[START OF INFORMATION SHOWN]

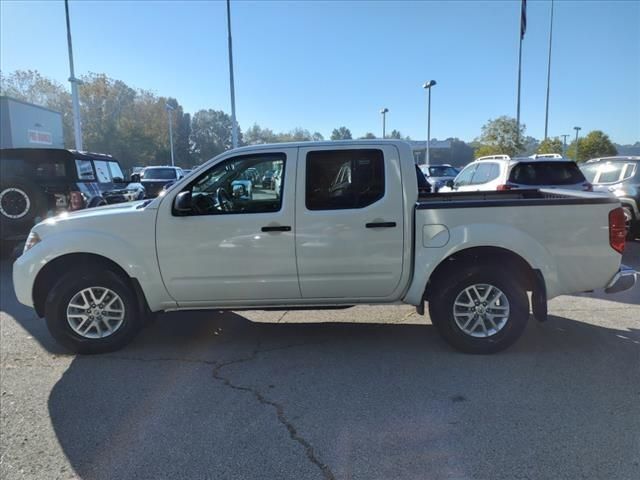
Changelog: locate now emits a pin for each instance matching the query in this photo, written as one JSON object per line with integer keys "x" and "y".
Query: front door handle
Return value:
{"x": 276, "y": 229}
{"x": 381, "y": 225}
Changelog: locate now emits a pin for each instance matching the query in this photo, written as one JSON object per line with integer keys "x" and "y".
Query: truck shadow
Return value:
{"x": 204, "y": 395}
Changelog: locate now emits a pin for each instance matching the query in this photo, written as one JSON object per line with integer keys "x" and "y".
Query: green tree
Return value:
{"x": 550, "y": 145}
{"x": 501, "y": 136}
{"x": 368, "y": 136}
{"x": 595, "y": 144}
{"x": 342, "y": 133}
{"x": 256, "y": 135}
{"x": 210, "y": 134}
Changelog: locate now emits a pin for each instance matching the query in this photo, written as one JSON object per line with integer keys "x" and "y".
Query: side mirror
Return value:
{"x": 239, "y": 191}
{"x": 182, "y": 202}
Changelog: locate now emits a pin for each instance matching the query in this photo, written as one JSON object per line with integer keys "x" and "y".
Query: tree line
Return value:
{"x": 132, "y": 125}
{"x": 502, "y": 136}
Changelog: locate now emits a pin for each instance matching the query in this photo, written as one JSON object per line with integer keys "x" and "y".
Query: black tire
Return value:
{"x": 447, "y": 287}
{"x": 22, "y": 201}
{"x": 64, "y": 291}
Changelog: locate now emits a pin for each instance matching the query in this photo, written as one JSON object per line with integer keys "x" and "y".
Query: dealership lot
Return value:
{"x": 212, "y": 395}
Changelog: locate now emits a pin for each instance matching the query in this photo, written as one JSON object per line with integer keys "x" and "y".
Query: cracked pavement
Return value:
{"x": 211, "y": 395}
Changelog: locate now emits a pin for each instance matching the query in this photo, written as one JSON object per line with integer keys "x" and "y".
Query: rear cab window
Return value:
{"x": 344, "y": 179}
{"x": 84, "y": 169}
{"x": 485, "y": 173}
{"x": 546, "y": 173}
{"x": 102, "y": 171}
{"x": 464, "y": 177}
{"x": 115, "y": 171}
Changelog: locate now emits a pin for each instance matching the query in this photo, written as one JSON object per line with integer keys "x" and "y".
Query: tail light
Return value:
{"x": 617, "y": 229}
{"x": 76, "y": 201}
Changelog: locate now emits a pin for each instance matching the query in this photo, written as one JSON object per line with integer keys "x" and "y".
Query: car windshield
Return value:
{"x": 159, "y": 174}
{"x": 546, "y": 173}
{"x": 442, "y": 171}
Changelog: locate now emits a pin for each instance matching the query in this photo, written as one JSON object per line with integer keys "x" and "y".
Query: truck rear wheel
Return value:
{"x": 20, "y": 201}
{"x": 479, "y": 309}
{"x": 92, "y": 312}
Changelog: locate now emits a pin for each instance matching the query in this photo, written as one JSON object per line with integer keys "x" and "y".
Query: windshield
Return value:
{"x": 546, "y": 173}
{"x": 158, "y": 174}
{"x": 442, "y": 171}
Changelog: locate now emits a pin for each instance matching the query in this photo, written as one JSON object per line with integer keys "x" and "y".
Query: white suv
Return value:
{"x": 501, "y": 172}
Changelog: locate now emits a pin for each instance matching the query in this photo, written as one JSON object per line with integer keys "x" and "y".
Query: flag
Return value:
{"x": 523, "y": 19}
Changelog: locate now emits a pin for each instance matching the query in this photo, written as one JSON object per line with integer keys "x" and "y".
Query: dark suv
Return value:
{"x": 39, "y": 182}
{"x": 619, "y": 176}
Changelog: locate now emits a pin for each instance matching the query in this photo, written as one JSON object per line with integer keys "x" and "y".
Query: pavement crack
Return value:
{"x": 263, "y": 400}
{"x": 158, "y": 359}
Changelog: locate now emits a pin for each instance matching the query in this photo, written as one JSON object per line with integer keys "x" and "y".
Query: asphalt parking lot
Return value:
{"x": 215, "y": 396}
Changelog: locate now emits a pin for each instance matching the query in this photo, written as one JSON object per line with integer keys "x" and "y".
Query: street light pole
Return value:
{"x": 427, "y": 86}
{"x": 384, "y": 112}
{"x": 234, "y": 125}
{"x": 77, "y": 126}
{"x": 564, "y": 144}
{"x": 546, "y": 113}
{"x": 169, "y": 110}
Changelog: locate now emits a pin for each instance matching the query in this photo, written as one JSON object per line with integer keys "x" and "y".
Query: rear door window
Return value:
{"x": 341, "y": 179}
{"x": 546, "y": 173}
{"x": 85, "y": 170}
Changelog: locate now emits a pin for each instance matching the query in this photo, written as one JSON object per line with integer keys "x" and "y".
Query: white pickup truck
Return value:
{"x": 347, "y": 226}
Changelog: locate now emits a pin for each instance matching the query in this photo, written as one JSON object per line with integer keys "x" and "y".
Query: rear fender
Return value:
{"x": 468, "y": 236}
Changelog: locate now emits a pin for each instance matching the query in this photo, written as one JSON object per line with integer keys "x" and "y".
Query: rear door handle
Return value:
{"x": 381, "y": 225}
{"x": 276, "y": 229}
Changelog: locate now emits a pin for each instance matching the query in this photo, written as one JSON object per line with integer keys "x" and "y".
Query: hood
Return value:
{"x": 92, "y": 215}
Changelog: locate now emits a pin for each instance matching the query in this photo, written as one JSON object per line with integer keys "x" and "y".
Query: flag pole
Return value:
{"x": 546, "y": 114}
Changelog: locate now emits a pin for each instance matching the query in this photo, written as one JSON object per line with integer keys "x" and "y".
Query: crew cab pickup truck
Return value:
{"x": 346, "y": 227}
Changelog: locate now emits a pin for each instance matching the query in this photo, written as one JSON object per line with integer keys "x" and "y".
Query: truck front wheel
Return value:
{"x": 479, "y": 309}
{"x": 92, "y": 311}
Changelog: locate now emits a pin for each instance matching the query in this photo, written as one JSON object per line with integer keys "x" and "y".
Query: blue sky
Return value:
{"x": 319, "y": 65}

[END OF INFORMATION SHOWN]

Which lines above contain the word "white"? Copy each of them in full.

Query: white suv
Query: white pickup truck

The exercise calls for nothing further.